***** DOCUMENT EXTRACT *****

Did you see Bob on Dave the other night? Here it is.
In comparison to WalMart numbers, Target looks very, very good. For the Wall Street Journal Paul Ziobro reports, “Target Corp. outdid big-box rival Wal-Mart Stores Inc. at the beginning of the year, as stronger growth in more profitable categories like apparel and home goods produced a third straight quarter of sales growth. Both companies are in the middle of turnarounds after long stretches of weak traffic and sales in their home U.S. markets. But Target appears to have the edge for now, posting better-than-expected earnings a day after a disappointing showing by Wal-Mart sent that company’s shares down sharply. … According to data from the consultancy Kantar Retail, 42% of Target’s shoppers make more than $75,000 a year, versus 28% at Wal-Mart.”
Again, not a clue who they’re talking about. But Michelle Persad at The Huffington Post seems very excited to report, “Mark your calendars: Target just released details about its latest designer collaboration. The American retailer took to Twitter this morning to announce it is partnering with jewelry designer Eddie Borgo for a limited-edition collection of customizable jewelry, accessories and wall art. Although Borgo may not yet be a household name like other designers and brands who’ve partnered with the store (including Lilly Pulitzer, Missoni and Proenza Schouler), he’s garnered a lot of attention over the years for his jewelry line that features conical studs and geometric shapes.” Note to self: Get “conical studs” somewhere on grease-stained Who ’75 Tour t-shirt.

***** SUPPLIED DATA *****

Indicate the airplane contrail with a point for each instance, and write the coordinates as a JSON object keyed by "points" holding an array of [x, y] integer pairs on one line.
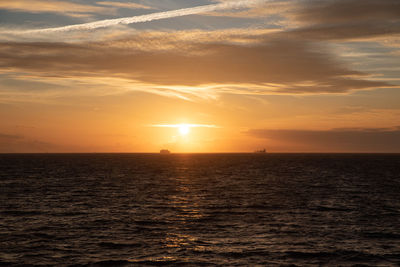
{"points": [[152, 16]]}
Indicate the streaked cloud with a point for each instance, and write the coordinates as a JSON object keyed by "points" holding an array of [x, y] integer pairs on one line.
{"points": [[149, 17], [270, 66], [61, 7], [189, 125], [129, 5]]}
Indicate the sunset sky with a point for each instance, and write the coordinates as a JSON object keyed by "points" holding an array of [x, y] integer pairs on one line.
{"points": [[199, 76]]}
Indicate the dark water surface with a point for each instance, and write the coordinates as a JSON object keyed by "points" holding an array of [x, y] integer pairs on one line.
{"points": [[200, 209]]}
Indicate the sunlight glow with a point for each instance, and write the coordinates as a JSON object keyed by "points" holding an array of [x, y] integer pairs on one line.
{"points": [[184, 129]]}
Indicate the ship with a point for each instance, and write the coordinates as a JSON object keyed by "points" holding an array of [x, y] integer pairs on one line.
{"points": [[165, 151]]}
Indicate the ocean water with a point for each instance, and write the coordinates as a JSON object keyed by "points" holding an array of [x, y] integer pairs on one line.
{"points": [[200, 209]]}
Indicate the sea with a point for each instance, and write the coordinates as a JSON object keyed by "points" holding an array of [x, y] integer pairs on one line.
{"points": [[200, 210]]}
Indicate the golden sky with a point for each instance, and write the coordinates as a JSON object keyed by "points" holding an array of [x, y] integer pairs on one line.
{"points": [[200, 76]]}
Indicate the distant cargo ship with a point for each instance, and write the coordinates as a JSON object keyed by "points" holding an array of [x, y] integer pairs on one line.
{"points": [[165, 151]]}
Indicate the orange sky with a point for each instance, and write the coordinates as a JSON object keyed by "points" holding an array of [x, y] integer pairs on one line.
{"points": [[309, 76]]}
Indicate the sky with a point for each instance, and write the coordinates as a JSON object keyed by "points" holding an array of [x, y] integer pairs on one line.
{"points": [[199, 76]]}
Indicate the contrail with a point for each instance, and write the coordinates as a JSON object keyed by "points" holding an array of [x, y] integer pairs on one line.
{"points": [[151, 17]]}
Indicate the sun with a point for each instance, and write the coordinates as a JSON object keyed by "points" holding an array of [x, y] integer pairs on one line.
{"points": [[184, 129]]}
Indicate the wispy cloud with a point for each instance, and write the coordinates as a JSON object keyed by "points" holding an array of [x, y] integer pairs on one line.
{"points": [[151, 17], [39, 6], [123, 5], [184, 125]]}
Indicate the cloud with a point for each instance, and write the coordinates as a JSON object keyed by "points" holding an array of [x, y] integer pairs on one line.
{"points": [[347, 11], [123, 5], [62, 7], [185, 125], [270, 65], [335, 140], [148, 17]]}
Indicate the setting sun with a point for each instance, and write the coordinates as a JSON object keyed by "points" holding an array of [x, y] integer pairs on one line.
{"points": [[184, 129]]}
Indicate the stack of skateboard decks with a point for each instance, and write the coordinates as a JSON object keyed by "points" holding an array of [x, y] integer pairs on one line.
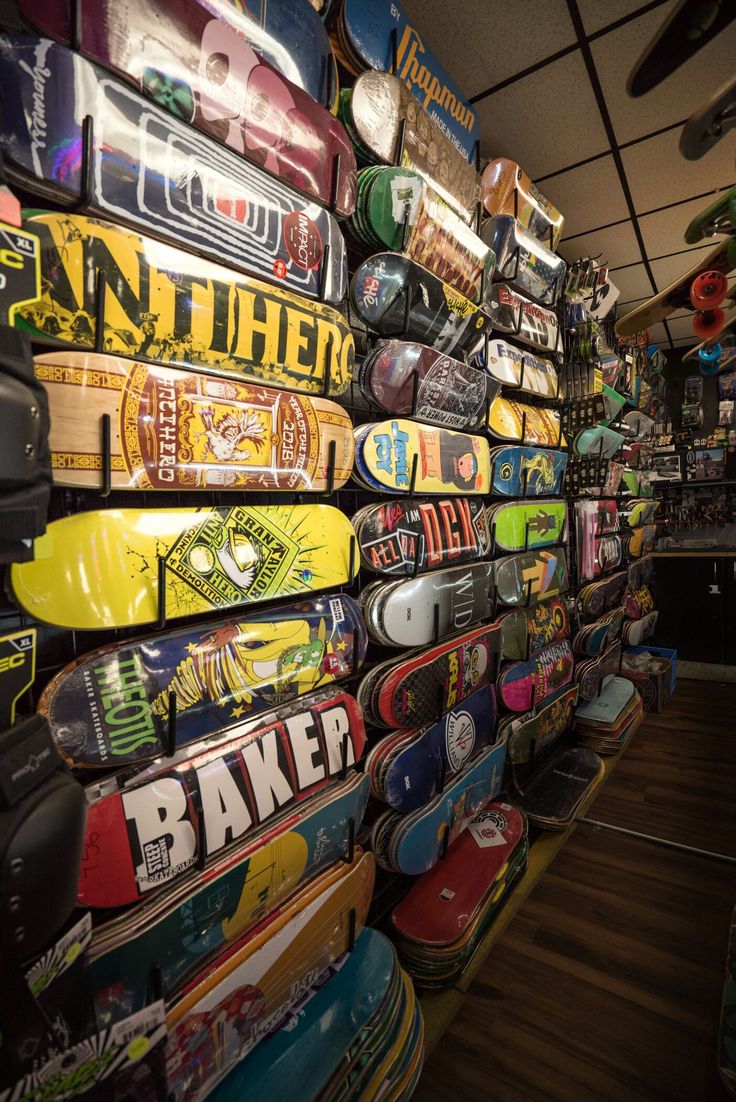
{"points": [[608, 722], [445, 915]]}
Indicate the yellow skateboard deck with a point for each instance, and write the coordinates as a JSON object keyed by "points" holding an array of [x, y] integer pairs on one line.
{"points": [[101, 569], [184, 430]]}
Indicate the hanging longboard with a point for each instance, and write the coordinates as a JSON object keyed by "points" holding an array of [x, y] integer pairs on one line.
{"points": [[142, 166], [182, 430], [108, 289], [117, 568]]}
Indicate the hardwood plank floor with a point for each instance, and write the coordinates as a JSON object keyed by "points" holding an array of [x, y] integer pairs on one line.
{"points": [[607, 983]]}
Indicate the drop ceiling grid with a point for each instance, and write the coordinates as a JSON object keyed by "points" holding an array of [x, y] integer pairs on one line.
{"points": [[609, 162]]}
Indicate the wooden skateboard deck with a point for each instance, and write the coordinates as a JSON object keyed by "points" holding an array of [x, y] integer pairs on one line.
{"points": [[250, 989], [181, 430], [163, 304], [523, 260], [154, 825], [516, 367], [407, 768], [442, 904], [242, 101], [374, 111], [527, 472], [527, 526], [677, 295], [532, 324], [412, 843], [398, 209], [391, 455], [412, 536], [409, 379], [288, 36], [181, 930], [158, 174], [99, 570], [521, 685], [538, 731], [554, 796], [423, 609], [365, 35], [531, 576], [111, 706], [527, 630], [397, 298], [423, 685], [508, 190], [525, 424]]}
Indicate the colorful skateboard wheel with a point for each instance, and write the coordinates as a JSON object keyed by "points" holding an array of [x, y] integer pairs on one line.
{"points": [[709, 290]]}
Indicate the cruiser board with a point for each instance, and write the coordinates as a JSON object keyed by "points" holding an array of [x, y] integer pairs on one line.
{"points": [[183, 430], [112, 706], [142, 166], [161, 303], [117, 568]]}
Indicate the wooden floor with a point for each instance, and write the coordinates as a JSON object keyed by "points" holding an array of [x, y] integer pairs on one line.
{"points": [[607, 982]]}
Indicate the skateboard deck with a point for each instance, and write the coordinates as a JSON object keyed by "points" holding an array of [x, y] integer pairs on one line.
{"points": [[689, 26], [709, 122], [525, 424], [111, 706], [163, 304], [412, 843], [527, 630], [420, 611], [397, 298], [410, 379], [508, 190], [288, 36], [521, 685], [408, 768], [424, 684], [250, 989], [410, 536], [531, 576], [516, 367], [181, 430], [398, 209], [242, 100], [538, 731], [555, 795], [718, 217], [181, 930], [154, 825], [378, 111], [527, 526], [527, 472], [400, 455], [145, 168], [523, 261], [339, 1012], [98, 570], [532, 324], [367, 33], [441, 905], [675, 296]]}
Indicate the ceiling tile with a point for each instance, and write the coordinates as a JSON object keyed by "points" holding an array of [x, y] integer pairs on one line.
{"points": [[599, 13], [632, 282], [663, 231], [478, 49], [587, 196], [616, 246], [658, 174], [513, 121]]}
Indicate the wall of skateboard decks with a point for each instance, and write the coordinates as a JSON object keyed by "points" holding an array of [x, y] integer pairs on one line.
{"points": [[348, 530]]}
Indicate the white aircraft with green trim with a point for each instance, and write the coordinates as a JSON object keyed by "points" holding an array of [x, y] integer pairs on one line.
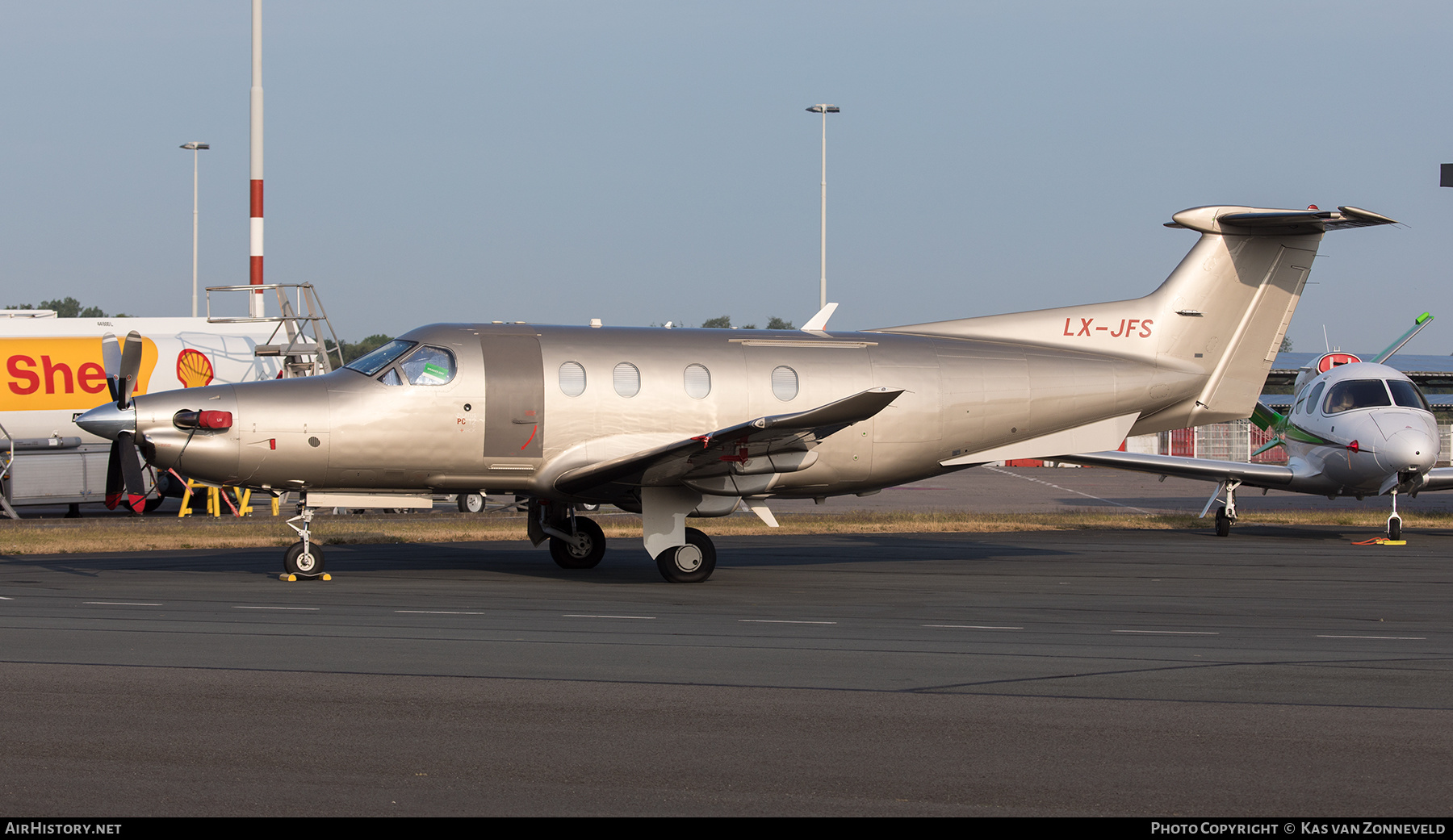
{"points": [[1356, 429]]}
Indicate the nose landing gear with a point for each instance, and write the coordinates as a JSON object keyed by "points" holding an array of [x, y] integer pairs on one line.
{"points": [[303, 558]]}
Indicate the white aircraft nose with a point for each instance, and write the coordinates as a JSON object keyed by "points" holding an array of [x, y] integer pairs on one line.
{"points": [[1411, 449], [108, 422]]}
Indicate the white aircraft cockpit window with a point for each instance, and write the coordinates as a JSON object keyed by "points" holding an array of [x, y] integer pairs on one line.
{"points": [[1317, 394], [429, 366], [573, 378], [1407, 395], [697, 381], [628, 379], [1356, 394], [378, 359], [784, 382]]}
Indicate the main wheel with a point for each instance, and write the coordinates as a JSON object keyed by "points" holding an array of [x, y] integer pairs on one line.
{"points": [[588, 555], [299, 562], [1222, 522], [690, 562]]}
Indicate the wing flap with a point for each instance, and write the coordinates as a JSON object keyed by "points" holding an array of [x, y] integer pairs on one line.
{"points": [[1198, 468], [717, 451], [1100, 435]]}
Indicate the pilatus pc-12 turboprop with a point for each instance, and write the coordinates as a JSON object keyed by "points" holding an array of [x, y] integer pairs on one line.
{"points": [[1356, 429], [676, 424]]}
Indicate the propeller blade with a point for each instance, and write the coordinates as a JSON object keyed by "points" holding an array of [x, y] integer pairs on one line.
{"points": [[111, 359], [130, 368], [125, 449], [115, 483]]}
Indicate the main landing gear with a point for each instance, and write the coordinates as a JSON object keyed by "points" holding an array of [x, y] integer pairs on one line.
{"points": [[690, 562], [579, 550], [1227, 513]]}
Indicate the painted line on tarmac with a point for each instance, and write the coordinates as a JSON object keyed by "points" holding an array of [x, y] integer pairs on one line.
{"points": [[435, 612], [626, 616], [1067, 490]]}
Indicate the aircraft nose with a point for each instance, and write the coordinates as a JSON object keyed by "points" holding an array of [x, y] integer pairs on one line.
{"points": [[1411, 449], [108, 420]]}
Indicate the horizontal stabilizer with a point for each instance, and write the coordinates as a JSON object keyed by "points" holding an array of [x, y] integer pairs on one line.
{"points": [[1099, 435], [668, 464], [1198, 468]]}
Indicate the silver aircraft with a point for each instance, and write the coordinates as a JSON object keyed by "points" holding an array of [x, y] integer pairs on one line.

*****

_WORK ITEM_
From the Target excerpt above, write out the passage starting with "Again, not a" and going on through "Who ’75 Tour t-shirt.", word for word.

_ANSWER SECTION_
Again, not a clue who they’re talking about. But Michelle Persad at The Huffington Post seems very excited to report, “Mark your calendars: Target just released details about its latest designer collaboration. The American retailer took to Twitter this morning to announce it is partnering with jewelry designer Eddie Borgo for a limited-edition collection of customizable jewelry, accessories and wall art. Although Borgo may not yet be a household name like other designers and brands who’ve partnered with the store (including Lilly Pulitzer, Missoni and Proenza Schouler), he’s garnered a lot of attention over the years for his jewelry line that features conical studs and geometric shapes.” Note to self: Get “conical studs” somewhere on grease-stained Who ’75 Tour t-shirt.